(Source records)

□ □ □ □

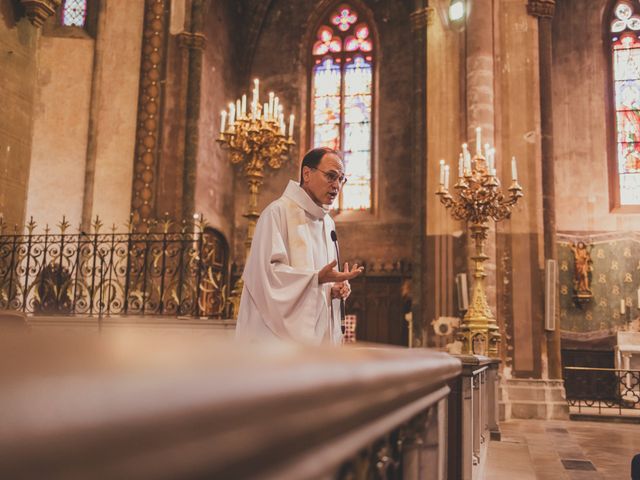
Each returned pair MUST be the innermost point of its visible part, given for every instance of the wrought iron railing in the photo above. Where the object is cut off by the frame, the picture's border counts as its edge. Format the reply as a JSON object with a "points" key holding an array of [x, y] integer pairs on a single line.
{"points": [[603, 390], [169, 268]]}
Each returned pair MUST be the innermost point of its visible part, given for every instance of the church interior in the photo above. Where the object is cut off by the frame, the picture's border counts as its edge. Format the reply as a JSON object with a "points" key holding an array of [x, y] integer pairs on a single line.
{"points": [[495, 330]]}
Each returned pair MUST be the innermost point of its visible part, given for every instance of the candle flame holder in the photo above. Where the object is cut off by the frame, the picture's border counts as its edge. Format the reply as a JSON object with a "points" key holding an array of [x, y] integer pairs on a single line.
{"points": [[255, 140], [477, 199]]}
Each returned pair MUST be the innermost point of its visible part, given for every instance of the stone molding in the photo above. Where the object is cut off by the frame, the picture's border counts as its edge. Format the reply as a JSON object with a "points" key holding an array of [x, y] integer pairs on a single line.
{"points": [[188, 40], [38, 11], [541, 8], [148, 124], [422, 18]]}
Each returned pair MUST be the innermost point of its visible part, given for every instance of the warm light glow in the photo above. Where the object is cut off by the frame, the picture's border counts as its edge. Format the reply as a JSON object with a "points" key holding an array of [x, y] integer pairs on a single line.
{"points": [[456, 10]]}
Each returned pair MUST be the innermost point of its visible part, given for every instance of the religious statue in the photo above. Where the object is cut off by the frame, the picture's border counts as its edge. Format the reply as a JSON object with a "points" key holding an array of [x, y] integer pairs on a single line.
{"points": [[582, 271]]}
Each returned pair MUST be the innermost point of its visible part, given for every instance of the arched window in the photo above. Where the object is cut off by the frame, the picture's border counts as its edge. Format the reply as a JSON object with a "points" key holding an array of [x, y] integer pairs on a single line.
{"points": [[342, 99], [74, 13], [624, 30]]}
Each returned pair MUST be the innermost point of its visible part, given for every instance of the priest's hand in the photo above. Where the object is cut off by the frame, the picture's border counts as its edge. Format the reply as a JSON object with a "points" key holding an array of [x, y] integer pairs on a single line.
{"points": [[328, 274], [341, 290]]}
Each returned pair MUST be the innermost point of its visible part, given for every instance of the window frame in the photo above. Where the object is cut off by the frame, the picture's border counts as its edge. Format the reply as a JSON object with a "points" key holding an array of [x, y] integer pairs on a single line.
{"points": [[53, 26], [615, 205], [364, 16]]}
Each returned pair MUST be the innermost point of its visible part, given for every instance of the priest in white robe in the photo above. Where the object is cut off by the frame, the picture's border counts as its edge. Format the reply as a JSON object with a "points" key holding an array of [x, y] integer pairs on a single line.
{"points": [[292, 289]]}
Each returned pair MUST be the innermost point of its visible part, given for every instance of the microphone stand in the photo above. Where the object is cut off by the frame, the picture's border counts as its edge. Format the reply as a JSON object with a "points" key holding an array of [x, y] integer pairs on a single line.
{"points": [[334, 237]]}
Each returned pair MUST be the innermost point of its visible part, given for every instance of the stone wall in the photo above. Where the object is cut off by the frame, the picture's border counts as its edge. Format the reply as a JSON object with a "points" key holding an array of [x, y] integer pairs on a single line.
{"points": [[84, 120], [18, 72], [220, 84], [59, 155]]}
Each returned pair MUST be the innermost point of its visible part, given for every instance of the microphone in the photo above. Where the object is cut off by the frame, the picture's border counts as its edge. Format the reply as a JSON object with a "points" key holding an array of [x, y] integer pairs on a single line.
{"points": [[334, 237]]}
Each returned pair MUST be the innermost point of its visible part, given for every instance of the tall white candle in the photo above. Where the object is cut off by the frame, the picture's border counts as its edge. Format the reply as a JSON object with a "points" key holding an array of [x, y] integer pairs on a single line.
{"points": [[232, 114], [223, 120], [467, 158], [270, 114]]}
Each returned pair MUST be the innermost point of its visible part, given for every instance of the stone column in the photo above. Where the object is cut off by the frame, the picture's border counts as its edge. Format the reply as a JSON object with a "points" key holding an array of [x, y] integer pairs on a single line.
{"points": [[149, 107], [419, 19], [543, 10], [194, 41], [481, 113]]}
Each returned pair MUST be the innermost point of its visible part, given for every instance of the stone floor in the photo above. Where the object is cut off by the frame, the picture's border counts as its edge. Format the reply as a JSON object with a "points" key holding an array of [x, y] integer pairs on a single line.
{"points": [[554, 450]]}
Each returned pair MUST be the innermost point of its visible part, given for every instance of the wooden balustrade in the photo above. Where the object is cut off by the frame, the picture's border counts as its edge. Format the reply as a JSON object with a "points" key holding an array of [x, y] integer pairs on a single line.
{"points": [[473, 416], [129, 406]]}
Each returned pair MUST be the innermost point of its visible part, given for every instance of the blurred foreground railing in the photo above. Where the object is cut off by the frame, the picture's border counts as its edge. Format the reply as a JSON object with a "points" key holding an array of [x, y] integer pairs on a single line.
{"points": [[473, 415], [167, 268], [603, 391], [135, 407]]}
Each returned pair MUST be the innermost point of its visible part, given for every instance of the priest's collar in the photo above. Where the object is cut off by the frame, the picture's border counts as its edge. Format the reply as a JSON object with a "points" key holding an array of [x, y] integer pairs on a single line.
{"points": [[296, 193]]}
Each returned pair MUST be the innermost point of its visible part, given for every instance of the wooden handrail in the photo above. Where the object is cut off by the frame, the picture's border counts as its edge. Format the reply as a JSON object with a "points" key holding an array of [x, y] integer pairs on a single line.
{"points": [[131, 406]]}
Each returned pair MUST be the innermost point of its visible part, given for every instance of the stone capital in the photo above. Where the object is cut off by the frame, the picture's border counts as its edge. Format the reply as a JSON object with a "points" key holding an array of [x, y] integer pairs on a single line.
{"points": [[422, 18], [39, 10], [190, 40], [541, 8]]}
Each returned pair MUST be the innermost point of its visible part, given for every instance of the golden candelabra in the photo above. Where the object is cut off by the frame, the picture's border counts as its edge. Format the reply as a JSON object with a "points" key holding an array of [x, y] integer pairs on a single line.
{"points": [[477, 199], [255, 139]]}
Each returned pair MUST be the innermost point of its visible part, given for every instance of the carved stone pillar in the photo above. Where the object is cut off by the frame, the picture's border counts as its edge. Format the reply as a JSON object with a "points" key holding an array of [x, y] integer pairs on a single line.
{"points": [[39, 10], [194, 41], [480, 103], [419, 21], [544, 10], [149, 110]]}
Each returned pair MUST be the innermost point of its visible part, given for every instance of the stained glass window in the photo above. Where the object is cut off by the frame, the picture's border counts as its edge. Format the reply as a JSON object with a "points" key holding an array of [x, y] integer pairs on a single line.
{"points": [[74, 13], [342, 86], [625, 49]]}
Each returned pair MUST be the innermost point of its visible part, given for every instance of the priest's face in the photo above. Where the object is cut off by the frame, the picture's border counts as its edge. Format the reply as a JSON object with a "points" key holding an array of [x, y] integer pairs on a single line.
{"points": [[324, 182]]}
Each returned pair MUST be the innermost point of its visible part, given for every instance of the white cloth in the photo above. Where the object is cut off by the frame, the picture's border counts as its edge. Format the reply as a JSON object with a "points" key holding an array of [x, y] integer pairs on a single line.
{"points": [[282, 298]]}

□ □ □ □

**Problem requirements**. Whatever pictures the entries contain, omit them, and write the rest out exactly.

**Problem solution**.
Each returned pair MUST be the innermost point of its visible part, given for every instance of the wrought iron railing in the photo above. Where the object is cut off by the frame, the picture's border counts as its edge. Format the reply as a JSON object with a "points" key holding an array of [x, y] integer pairs on a single line.
{"points": [[603, 390], [169, 268]]}
Each returned pair MUST be the innermost point of its visible part, given for every instance of the church interior in the photo above. Where the object is cut off by the frame, the picture's border counts as its edge. Format the reply as a JSON object with a "points" key holding an array of [x, y] integer pairs on a single line.
{"points": [[495, 330]]}
Each returned pair MUST be the innermost point of its visible part, given for every instance of the candle flame holder in the photo above. Where the object is cut off by the frame, the picture's border counts as its edge. Format the reply as a JSON object with a "points" key holding an array of [x, y] integer pairs on a single line.
{"points": [[255, 140], [477, 199]]}
Each returned pair MUST be the innermost point of its visible part, given for every instance of the stone molding in the photo above. Where the object is cut off by the frame, the picture's border counts as its edge. Format the reply as a JSON object with a "points" key holding an array of [x, y] integer pairs on a single line.
{"points": [[188, 40], [38, 11], [541, 8], [148, 124], [422, 18]]}
Each returned pair MUST be the innermost point of its visible part, given for every instance of the warm light glow in the photo above. Where the object is cut off by the frame, the picture's border counts as its edge. Format the reply as a JSON object with a "points" key holding an array of [x, y] integer pairs on a single line.
{"points": [[456, 10]]}
Each returned pair MUST be the innermost point of its visible part, given for every instance of the religious statue in the photo above. Where the object is cut off by the frame, the picture's border counts as its edge. Format the reply as a JSON object with a "points" key holding an array of [x, y] integer pairs on a single line.
{"points": [[582, 271]]}
Each returned pair MUST be the innermost point of its visible part, given for every instance of the arched window in the photo above. Where the object is cut off by the frame, the picture's border counts as its edge. Format the reply as a JSON object with a "points" key holding an array of [x, y] integer pairs on a single line.
{"points": [[342, 99], [74, 13], [624, 30]]}
Each returned pair MUST be the innermost point of its visible part, given for every instance of the priest's hand in the photo above. Where the object is cut off by the frame, the picture's border counts as its edge. Format the reply as a JSON object with a "points" key holding an array of [x, y] integer pairs on a single line.
{"points": [[328, 274], [341, 290]]}
Each returned pair MUST be the innermost point of its visible part, given for every instance of the window frame in the photo above. Where the object is cut off by the frame, the picture's border counts as its edge. Format the reply as a JSON object with a "points" key holding an array of [x, y] integer pairs on a single line.
{"points": [[53, 26], [615, 205], [364, 16]]}
Each returned pair MUST be the innermost point of its visible part, given for every instance of the priest in white robe in the photo above. Where the object is cut off by the frame, the picture's border counts as its edge. Format the reply as a JSON object with a "points" key holding an array of [x, y] integer pairs on a single line.
{"points": [[292, 289]]}
Each returned pair MUST be the innermost point of its visible part, given for every instance of the microphone stand in the photo above. Where the object is cut off by the frame, the picture's border counts as its edge. Format the reply as a JSON object with a "points" key holding an array of [x, y] integer pairs on a single line.
{"points": [[334, 237]]}
Each returned pair MUST be the innermost point of its visible part, given for every instance of the stone wall in the photo above. Where the object is cut off by the frame, the picture's border counts as its edge. Format the reply as a JSON object with a "points" key holding an array of [x, y] integer pairs on a single line.
{"points": [[84, 120], [18, 72], [220, 84], [59, 155]]}
Each returned pair MUST be the innermost point of its visible part, given for every instance of the microphone in the photo above. Where the object is cut off by the frame, the picture's border counts as its edge. Format the reply as a JSON object with a "points" key holding an array of [x, y] integer pairs on a single line.
{"points": [[334, 237]]}
Each returned pair MUST be the innermost point of its visible part, given for every instance of the tall white candle in the photo above. Where the object is cut off by the frame, the picture's border counts as its edge. Format the reply as a JSON object with a "points" key holding an array of [x, y] integer pairs on a single line.
{"points": [[232, 114], [223, 120], [467, 158], [270, 114]]}
Each returned pair MUST be the innermost point of its visible part, given for every instance of the stone column in the photo above. Where the object is cut off by the frame, the picture's border counts as its edge. Format the reply as a JSON object with a "points" key holding an array of [x, y] integer pairs on a single line.
{"points": [[149, 107], [419, 19], [543, 10], [194, 41], [481, 113]]}
Each returned pair MUST be the innermost point of its visible part, given for every instance of the stone floor in the photo above. Where the object is cut off by the frame, the picture's border counts as its edge. Format the reply as a JSON object with a "points" key holding an array of [x, y] integer pairs on a single line.
{"points": [[554, 450]]}
Each returned pair MUST be the innermost point of its visible part, given for every instance of the wooden balustrade in the photo above. Where the object is cut off by the frame, the picture's border counts as its edge. Format the reply as a JSON object with a "points" key holding an array of [x, y] integer pairs on a single line.
{"points": [[473, 416], [129, 406]]}
Each returned pair MUST be the innermost point of its visible part, given for every instance of the blurred foreground railing in the photo above. Where the object is cut off by the frame, the picture's border counts as its edge. Format the reply as a JSON object with a "points" key holding an array of [x, y] integer pairs on a single line.
{"points": [[473, 415], [167, 268], [603, 391], [135, 407]]}
Each returned pair MUST be the innermost point of its visible part, given for every instance of the priest's collar in the photo above. Where the object is cut off by the frame, the picture's border counts as its edge. Format the reply as a JSON object with a "points" key holding an array of [x, y] integer pairs on a single line.
{"points": [[296, 193]]}
Each returned pair MUST be the innermost point of its visible part, given for every instance of the wooden handrail in the photo above. Where the object is cut off by the frame, the picture's border counts as its edge. Format the reply as a JSON object with a "points" key holding an array of [x, y] integer pairs on a single line.
{"points": [[131, 406]]}
Each returned pair MUST be the innermost point of its visible part, given for every instance of the stone capital in the photo above. Where the object is cut off by the frame, the picture's border counts as its edge. Format the reply as a JSON object with a "points" key holding an array of [x, y] integer pairs on a single line.
{"points": [[422, 18], [39, 10], [190, 40], [541, 8]]}
Each returned pair MUST be the innermost point of its visible part, given for every instance of the golden candelabra in the photo above. Where the object is cut off by the frame, the picture's border counts as its edge. Format the reply as a JSON object with a "points" key holding an array of [x, y] integer pairs on a single line.
{"points": [[477, 199], [255, 139]]}
Each returned pair MUST be the innermost point of its visible part, given for every instance of the carved stone pillar in the photo above. Where the object is cut off by the frame, the picture's border counts as its edge. Format the reply as a JSON object with a "points" key holding an array of [x, y] integer pairs on a single line.
{"points": [[39, 10], [194, 41], [480, 103], [419, 21], [544, 10], [149, 110]]}
Each returned pair MUST be the innermost point of its visible part, given for every instance of the stained glass window in the photo above. Where the object is cut off by the frame, the picture's border counts as its edge. Format the reply as a JSON object with a "points" key holding an array of [x, y] integer pairs on a single line.
{"points": [[74, 13], [342, 86], [625, 49]]}
Each returned pair MUST be the innermost point of its visible part, given for every instance of the priest's face in the photo above. Where the object is cut off by the frame, the picture's border counts as its edge. Format the reply as a JSON object with a "points" key holding an array of [x, y] integer pairs on a single line.
{"points": [[324, 182]]}
Each returned pair MUST be the innermost point of its visible part, given for every instance of the white cloth in the photo above. Where the object is cut off by the frame, the picture's border counts as its edge. Format the reply as a JSON object with a "points" key holding an array of [x, y] integer pairs on a single line.
{"points": [[282, 298]]}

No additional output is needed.